== Aim of the exercise ==
Starting with the line that contains "Given the photograph above, point out the blurred", reproduce each line through the end of the listing below, with no other output.
· · · ·
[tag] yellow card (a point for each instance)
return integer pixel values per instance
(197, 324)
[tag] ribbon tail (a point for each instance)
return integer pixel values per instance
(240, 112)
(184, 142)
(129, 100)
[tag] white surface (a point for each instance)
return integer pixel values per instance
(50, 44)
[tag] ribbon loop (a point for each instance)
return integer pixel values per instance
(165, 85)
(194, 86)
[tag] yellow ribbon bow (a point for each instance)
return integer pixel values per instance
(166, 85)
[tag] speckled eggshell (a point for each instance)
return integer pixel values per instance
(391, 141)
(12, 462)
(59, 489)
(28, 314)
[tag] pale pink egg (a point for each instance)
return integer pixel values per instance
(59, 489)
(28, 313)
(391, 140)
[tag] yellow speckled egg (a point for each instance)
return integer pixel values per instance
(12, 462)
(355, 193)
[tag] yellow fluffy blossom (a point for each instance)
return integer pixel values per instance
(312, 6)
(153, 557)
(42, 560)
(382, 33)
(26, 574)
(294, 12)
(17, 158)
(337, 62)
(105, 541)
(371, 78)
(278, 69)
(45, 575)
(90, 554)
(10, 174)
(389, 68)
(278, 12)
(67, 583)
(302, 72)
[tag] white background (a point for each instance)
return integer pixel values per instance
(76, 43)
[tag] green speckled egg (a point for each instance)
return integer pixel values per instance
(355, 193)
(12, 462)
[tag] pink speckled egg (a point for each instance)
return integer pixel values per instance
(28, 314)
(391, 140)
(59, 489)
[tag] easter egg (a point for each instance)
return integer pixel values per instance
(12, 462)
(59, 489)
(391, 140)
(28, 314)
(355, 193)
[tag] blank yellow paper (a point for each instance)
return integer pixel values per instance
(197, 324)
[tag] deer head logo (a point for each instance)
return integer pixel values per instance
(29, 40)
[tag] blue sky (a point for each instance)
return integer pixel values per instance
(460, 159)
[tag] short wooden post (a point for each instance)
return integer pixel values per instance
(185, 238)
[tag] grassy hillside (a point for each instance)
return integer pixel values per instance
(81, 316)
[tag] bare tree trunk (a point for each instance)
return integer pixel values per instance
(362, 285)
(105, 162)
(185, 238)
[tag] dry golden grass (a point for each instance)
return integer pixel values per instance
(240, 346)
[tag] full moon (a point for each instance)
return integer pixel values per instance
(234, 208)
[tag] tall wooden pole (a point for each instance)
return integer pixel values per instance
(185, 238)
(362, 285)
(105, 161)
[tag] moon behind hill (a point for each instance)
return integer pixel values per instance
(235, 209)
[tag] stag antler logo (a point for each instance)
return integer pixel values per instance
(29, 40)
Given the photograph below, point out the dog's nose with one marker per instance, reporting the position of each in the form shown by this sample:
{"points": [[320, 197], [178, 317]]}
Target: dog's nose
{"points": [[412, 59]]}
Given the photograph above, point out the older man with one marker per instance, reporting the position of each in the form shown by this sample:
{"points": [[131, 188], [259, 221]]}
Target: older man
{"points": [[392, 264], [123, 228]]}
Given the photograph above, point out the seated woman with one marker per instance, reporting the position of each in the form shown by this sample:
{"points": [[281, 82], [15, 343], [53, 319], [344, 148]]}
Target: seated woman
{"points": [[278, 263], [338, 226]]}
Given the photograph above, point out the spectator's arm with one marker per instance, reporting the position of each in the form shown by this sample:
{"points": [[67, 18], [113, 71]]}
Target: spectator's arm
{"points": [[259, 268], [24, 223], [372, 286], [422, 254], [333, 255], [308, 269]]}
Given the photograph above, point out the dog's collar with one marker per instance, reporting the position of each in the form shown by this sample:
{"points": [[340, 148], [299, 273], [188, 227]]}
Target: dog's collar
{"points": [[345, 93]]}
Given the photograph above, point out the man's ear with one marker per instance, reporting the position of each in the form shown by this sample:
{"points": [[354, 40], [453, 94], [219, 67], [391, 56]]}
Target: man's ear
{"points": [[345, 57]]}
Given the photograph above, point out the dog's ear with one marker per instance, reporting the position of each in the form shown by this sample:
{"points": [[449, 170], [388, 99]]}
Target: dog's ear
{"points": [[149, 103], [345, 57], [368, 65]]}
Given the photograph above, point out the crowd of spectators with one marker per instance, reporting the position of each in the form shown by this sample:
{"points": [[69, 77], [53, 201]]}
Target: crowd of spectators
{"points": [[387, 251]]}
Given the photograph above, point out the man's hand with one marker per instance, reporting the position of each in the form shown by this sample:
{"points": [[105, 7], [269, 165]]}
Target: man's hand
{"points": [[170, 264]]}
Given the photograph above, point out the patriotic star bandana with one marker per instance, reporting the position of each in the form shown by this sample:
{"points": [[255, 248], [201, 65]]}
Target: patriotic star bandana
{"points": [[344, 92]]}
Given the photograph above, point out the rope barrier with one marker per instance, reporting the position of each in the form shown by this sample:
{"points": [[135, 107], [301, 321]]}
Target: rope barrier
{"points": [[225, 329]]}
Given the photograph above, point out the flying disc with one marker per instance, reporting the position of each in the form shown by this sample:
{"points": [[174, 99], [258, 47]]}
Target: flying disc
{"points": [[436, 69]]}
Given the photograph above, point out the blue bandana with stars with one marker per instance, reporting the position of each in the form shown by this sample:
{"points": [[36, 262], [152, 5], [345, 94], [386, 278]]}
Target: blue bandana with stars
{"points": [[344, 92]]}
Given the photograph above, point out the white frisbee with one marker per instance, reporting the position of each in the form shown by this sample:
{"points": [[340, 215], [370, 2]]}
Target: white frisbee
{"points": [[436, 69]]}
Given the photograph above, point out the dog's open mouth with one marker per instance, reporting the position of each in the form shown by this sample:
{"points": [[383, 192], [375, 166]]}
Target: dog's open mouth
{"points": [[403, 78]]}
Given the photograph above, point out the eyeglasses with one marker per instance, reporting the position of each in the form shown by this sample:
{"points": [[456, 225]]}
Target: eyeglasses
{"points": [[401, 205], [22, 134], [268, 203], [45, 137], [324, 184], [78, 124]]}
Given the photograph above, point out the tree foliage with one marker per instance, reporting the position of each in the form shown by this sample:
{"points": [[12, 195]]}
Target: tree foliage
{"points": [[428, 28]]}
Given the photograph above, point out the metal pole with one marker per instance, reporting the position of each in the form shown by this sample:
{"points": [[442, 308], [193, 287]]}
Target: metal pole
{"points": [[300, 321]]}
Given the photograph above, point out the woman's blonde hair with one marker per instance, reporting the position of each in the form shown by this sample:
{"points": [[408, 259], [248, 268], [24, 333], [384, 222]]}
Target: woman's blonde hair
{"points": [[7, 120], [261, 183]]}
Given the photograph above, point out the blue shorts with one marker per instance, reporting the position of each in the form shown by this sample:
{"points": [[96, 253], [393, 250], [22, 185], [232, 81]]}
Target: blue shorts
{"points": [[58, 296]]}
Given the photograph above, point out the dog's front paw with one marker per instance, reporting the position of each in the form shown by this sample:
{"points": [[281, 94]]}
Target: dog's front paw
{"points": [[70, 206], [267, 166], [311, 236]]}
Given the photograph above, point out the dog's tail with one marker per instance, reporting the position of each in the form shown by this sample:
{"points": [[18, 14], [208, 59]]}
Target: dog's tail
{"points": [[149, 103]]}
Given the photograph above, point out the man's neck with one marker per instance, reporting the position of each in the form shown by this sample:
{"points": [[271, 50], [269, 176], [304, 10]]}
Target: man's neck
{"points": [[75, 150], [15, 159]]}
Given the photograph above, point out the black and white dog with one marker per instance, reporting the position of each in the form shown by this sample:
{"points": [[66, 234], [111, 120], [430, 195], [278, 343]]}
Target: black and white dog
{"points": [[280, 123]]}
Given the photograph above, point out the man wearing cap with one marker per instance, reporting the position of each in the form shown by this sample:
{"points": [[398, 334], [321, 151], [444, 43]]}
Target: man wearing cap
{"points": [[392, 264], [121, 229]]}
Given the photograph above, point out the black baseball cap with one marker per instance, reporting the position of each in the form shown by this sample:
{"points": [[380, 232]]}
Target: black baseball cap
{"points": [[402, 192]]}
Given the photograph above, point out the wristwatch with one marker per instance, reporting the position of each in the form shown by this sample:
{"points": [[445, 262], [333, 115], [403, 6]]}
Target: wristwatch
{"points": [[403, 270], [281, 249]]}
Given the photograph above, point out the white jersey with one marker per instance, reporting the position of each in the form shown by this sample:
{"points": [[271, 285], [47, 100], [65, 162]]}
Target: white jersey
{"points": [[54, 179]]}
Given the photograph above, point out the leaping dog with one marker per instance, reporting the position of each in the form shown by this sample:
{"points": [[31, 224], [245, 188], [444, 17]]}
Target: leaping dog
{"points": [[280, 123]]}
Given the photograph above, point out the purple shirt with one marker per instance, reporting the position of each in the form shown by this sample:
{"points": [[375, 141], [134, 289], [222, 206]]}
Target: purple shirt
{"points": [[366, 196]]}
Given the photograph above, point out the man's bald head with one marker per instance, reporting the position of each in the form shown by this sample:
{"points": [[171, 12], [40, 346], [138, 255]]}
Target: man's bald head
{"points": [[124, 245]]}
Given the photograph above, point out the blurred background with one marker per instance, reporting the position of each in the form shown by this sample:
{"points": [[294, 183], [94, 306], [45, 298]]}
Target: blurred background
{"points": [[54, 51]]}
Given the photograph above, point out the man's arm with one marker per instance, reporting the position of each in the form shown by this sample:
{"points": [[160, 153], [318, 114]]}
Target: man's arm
· · · ·
== Exercise solution ==
Given the photograph above, point out the blurred background with one marker per instance, reporting the position of each in the form shown by this sample:
{"points": [[294, 183], [94, 306], [45, 298]]}
Target: blurred background
{"points": [[54, 51]]}
Given the photograph above, point out the man's arm with one marker per instance, reporting the position of each in the form shown by this sample:
{"points": [[160, 153], [318, 114]]}
Target: man's arm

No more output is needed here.